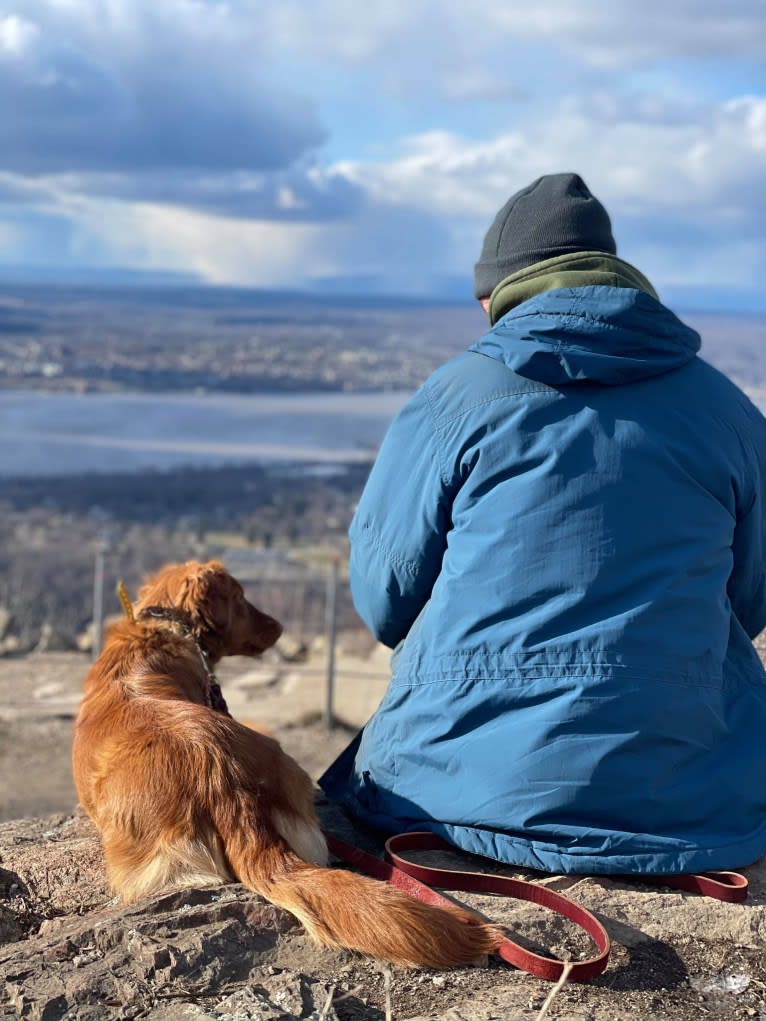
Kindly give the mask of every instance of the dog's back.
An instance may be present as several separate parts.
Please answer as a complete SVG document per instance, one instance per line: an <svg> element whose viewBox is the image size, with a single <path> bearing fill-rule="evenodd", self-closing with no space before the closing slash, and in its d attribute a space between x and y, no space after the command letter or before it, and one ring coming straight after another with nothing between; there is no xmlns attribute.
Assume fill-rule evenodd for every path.
<svg viewBox="0 0 766 1021"><path fill-rule="evenodd" d="M401 964L468 963L496 947L499 934L458 909L325 867L308 775L210 697L209 663L262 651L279 625L244 601L220 564L185 567L142 590L149 620L109 632L75 725L75 782L101 831L113 889L131 901L236 877L319 942ZM158 592L171 600L168 612L152 604Z"/></svg>
<svg viewBox="0 0 766 1021"><path fill-rule="evenodd" d="M210 714L199 684L189 683L200 668L173 635L124 621L85 681L74 779L125 901L232 878L194 789L194 773L209 773L211 749Z"/></svg>

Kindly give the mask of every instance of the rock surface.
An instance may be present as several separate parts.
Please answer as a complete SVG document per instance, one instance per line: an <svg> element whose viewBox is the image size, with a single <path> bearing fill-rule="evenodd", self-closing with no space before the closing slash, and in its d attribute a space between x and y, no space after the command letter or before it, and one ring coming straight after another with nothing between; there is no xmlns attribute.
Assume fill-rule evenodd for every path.
<svg viewBox="0 0 766 1021"><path fill-rule="evenodd" d="M351 835L336 810L320 812ZM353 835L369 845L369 834ZM430 857L444 864L444 856ZM388 996L397 1021L513 1021L536 1018L551 988L494 960L404 971L323 950L289 914L237 884L120 905L106 889L98 837L79 811L0 825L0 862L2 1018L383 1021ZM604 975L565 987L547 1016L766 1019L766 862L748 871L747 905L547 878L595 911L614 941ZM538 908L462 899L529 945L575 958L593 952L570 923Z"/></svg>

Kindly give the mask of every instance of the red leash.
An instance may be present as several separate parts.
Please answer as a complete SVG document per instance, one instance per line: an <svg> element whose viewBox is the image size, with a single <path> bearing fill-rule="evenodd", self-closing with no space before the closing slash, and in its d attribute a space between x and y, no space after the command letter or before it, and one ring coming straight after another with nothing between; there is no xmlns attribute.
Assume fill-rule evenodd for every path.
<svg viewBox="0 0 766 1021"><path fill-rule="evenodd" d="M455 848L446 844L433 833L400 833L386 841L388 861L381 861L366 851L346 844L337 837L325 834L327 846L338 858L356 866L362 872L385 880L403 893L426 904L437 907L452 906L451 902L431 889L439 886L443 890L461 890L464 893L497 893L516 900L531 901L542 907L549 908L559 915L570 919L594 941L600 953L586 961L565 963L553 957L544 957L531 950L504 939L497 953L504 961L513 964L522 971L527 971L538 978L556 982L569 968L568 978L572 982L585 982L595 975L600 975L609 960L610 941L606 929L601 922L585 908L569 900L554 890L549 890L536 883L527 883L522 879L509 879L506 876L486 875L482 872L456 872L452 869L430 868L414 865L399 856L398 851L454 851Z"/></svg>
<svg viewBox="0 0 766 1021"><path fill-rule="evenodd" d="M615 877L617 878L617 877ZM621 876L633 883L651 883L652 886L669 886L674 890L698 893L729 904L747 900L747 876L741 872L690 872L683 876Z"/></svg>
<svg viewBox="0 0 766 1021"><path fill-rule="evenodd" d="M387 861L381 861L380 858L347 844L329 833L325 833L325 836L327 846L337 858L341 858L349 865L374 876L375 879L390 883L416 900L434 904L437 907L450 906L450 901L431 889L433 886L438 886L443 890L460 890L464 893L494 893L503 897L512 897L515 900L529 901L555 911L556 914L563 915L564 918L574 922L590 936L599 949L596 956L589 957L587 960L564 962L554 957L546 957L543 954L526 950L506 937L497 949L498 955L508 964L512 964L530 975L556 982L568 968L568 981L585 982L589 978L600 975L606 968L611 947L606 929L590 911L563 894L556 893L555 890L523 879L511 879L507 876L415 865L400 856L402 851L456 850L433 833L399 833L397 836L389 837L385 845ZM679 876L615 876L613 878L669 886L689 893L715 897L717 900L730 903L744 901L748 893L747 879L738 872L707 872L701 875Z"/></svg>

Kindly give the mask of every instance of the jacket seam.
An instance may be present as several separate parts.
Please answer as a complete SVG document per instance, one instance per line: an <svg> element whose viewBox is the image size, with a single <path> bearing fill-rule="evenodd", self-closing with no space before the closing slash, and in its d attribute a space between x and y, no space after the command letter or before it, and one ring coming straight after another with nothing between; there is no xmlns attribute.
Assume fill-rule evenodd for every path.
<svg viewBox="0 0 766 1021"><path fill-rule="evenodd" d="M671 848L667 848L667 849L665 849L665 848L663 848L663 849L657 848L657 849L646 850L646 851L631 851L631 852L629 852L627 854L624 851L622 851L622 852L612 852L612 851L602 851L602 850L599 850L598 852L594 852L593 850L588 850L588 851L583 851L582 853L578 854L576 851L572 851L571 849L570 850L562 850L559 845L551 844L551 843L548 843L547 841L544 841L544 840L535 840L534 838L525 839L523 837L521 837L521 838L520 837L516 837L513 834L510 834L510 833L506 832L505 830L491 829L489 827L484 829L484 828L482 828L480 826L469 826L469 825L467 825L465 823L459 823L459 822L458 823L439 822L436 825L440 826L440 827L444 827L445 829L449 828L449 829L453 829L453 830L462 830L463 832L472 833L472 834L475 833L480 839L486 838L487 835L490 835L492 838L499 838L503 842L508 842L508 843L514 845L515 847L519 848L519 849L531 850L532 853L536 853L538 851L541 851L543 854L555 855L557 858L560 858L562 861L566 860L566 859L569 859L569 860L572 860L572 861L579 861L581 859L586 859L586 858L590 858L590 859L593 859L593 860L602 860L604 858L606 858L606 859L615 858L615 859L631 859L631 860L635 860L636 858L657 858L657 857L668 857L670 855L673 855L675 857L682 857L682 856L685 856L685 855L693 855L694 857L702 857L703 855L713 854L713 853L716 853L716 852L734 850L734 849L740 848L742 846L742 844L743 844L742 840L735 840L735 841L731 841L731 842L727 841L727 843L725 843L725 844L715 844L715 845L712 845L712 846L704 846L703 847L703 846L697 844L697 845L695 845L693 847L683 846L683 847L680 847L680 848L676 847L676 848L672 848L672 849ZM755 831L755 833L752 836L750 836L749 839L746 841L746 844L749 845L752 842L761 839L763 834L766 834L766 824L764 824L762 826L759 826L758 829ZM465 848L462 848L462 847L459 847L459 849L460 850L465 850ZM470 854L471 852L469 851L468 853ZM509 862L508 864L513 864L513 863ZM524 867L529 868L530 866L523 866L523 865L521 865L519 867L520 868L524 868ZM535 866L531 866L531 867L535 868ZM743 868L743 867L745 867L745 866L742 866L742 865L739 866L739 868ZM686 874L686 872L687 872L687 869L685 868L684 871L682 873L679 873L679 874L683 875L683 874ZM628 875L629 876L632 876L632 875L646 875L646 876L648 876L650 878L652 876L656 876L658 878L662 878L662 874L663 874L662 872L651 872L651 873L629 873ZM596 878L596 877L598 877L600 875L608 875L608 873L594 873L593 874L593 878Z"/></svg>
<svg viewBox="0 0 766 1021"><path fill-rule="evenodd" d="M436 415L435 399L434 399L433 394L431 393L431 387L428 385L428 383L424 383L423 384L423 393L425 394L425 397L426 397L426 404L428 406L428 412L429 412L429 414L431 416L431 425L433 426L433 430L434 430L434 441L436 443L436 456L437 456L438 461L439 461L439 478L441 479L442 485L446 489L446 488L449 487L450 480L447 478L446 465L445 465L445 460L444 460L444 451L442 449L442 442L441 442L441 435L440 435L441 429L440 429L439 422L438 422L437 415Z"/></svg>
<svg viewBox="0 0 766 1021"><path fill-rule="evenodd" d="M588 321L590 323L598 323L599 326L602 326L605 330L620 330L621 329L621 327L617 323L610 322L608 319L604 319L601 316L599 316L597 314L594 314L588 308L578 309L577 305L582 305L585 302L585 300L586 300L585 295L582 295L582 296L577 295L576 297L573 297L573 299L572 299L572 307L567 309L566 311L563 311L563 310L562 311L557 311L555 309L547 309L547 310L541 311L540 309L535 309L534 311L530 310L529 312L522 312L519 315L514 315L514 316L511 317L511 321L516 322L516 321L518 321L520 319L537 319L537 318L539 318L542 315L542 316L550 316L552 319L561 319L563 321L564 327L566 327L566 324L568 322L576 321L578 319L584 319L584 320L586 320L586 321ZM500 325L501 322L502 322L502 318L499 319L497 321L497 323L495 323L495 327L493 328L493 330L495 328L497 328L497 326ZM687 327L687 329L690 329L690 327ZM493 331L490 331L490 332L493 332ZM692 331L692 332L694 332L694 331ZM678 337L677 331L659 332L657 335L659 337L661 337L663 340L666 339L666 338L676 339ZM685 340L680 340L679 341L679 347L683 347L683 348L686 348L687 350L691 350L691 346L688 343L686 343ZM696 351L695 351L695 354L696 354Z"/></svg>
<svg viewBox="0 0 766 1021"><path fill-rule="evenodd" d="M394 567L401 567L413 578L417 578L418 565L414 560L407 560L405 557L399 556L394 553L392 549L383 542L382 539L378 539L377 536L373 535L368 526L364 526L361 531L361 537L364 538L365 542L371 546L378 553L382 553L386 560Z"/></svg>
<svg viewBox="0 0 766 1021"><path fill-rule="evenodd" d="M471 675L470 673L451 674L434 672L430 674L421 674L417 680L409 680L402 677L400 672L397 670L391 678L391 684L397 688L421 688L432 684L461 681L468 681L471 684L513 684L514 682L523 683L524 681L541 681L546 679L559 681L593 681L598 680L599 678L608 679L607 673L607 671L603 670L590 672L572 671L571 673L568 671L562 673L559 670L546 670L541 673L533 674L527 671L509 670L505 673L496 671L491 674L476 676ZM629 673L630 677L638 683L641 683L642 681L653 681L657 684L669 684L674 687L704 688L711 691L719 691L721 688L726 686L726 679L723 677L714 680L704 680L700 677L684 677L683 675L666 677L650 671L631 670ZM621 677L619 680L627 681L628 678Z"/></svg>
<svg viewBox="0 0 766 1021"><path fill-rule="evenodd" d="M503 400L505 397L524 397L526 394L538 393L557 394L557 391L553 387L545 385L527 387L524 390L508 390L505 393L494 394L492 397L486 397L484 398L484 400L477 401L476 404L471 404L467 408L463 408L462 411L459 411L451 418L445 418L441 421L435 420L434 424L436 429L438 431L441 431L442 429L446 428L446 426L451 425L452 422L457 422L459 418L462 418L463 415L467 415L469 411L473 411L475 408L485 407L488 404L493 404L495 401Z"/></svg>
<svg viewBox="0 0 766 1021"><path fill-rule="evenodd" d="M495 655L504 656L504 657L507 657L509 659L513 658L513 659L517 659L517 660L518 659L529 660L533 656L539 657L541 655L546 655L546 654L548 654L549 651L550 651L550 647L546 646L543 649L533 649L533 650L524 649L524 650L521 650L519 652L502 652L501 651L501 652L496 653ZM462 658L464 656L477 656L477 655L485 657L486 656L486 650L483 650L481 648L480 649L451 649L449 652L441 652L439 655L443 659L447 659L447 658L452 659L453 657L461 657ZM641 667L641 666L633 667L631 665L631 663L629 663L629 662L618 662L617 660L614 659L614 655L615 655L614 653L612 653L612 654L610 654L610 653L594 653L592 655L588 654L588 653L583 653L583 655L581 657L573 656L571 658L558 659L558 660L553 660L553 661L560 663L562 666L608 666L608 667L614 667L617 670L633 670L633 669L645 670L645 669L648 669L647 667ZM531 664L529 664L529 667L530 667L530 669L537 670L537 669L541 669L541 668L547 668L548 665L549 665L548 663L531 663Z"/></svg>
# # # #
- YOUR TASK: Note which lines carry the word "mask" in the material, then copy each of them.

- COMPLETED TASK:
Kindly give the mask of every instance of the dog's back.
Kindly give the mask of every instance of the rock surface.
Kindly give the mask of every instance of the red leash.
Kindly give the mask of every instance of the jacket seam.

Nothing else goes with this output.